PROBLEM DESCRIPTION:
Count the lines in the entries below that contain the string "Please", treating uppercase and lowercase as different, and reply with the number alone.

Begin

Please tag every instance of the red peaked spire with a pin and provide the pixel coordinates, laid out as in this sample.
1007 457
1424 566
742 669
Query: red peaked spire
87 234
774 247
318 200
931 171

End
Begin

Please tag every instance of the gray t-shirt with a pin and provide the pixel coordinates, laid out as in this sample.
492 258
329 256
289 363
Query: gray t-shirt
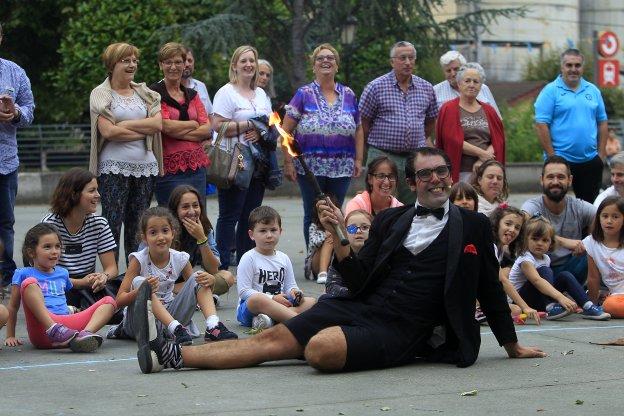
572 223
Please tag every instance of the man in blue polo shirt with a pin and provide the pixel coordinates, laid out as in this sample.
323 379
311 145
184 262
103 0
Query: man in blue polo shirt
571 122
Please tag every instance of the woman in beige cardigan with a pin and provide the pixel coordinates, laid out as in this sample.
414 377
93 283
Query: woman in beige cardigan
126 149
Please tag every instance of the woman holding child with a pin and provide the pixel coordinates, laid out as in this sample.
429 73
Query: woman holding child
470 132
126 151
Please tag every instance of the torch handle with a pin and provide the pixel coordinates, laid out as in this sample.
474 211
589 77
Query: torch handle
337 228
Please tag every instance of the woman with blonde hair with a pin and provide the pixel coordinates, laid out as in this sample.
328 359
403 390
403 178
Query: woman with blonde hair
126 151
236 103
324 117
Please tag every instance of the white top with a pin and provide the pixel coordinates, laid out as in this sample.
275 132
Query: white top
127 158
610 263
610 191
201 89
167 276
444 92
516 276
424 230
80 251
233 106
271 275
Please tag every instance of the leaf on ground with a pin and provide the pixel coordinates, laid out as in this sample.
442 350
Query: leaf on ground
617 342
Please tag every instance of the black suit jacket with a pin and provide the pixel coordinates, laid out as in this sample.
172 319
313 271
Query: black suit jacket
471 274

End

EXERCISE RESPONSE:
10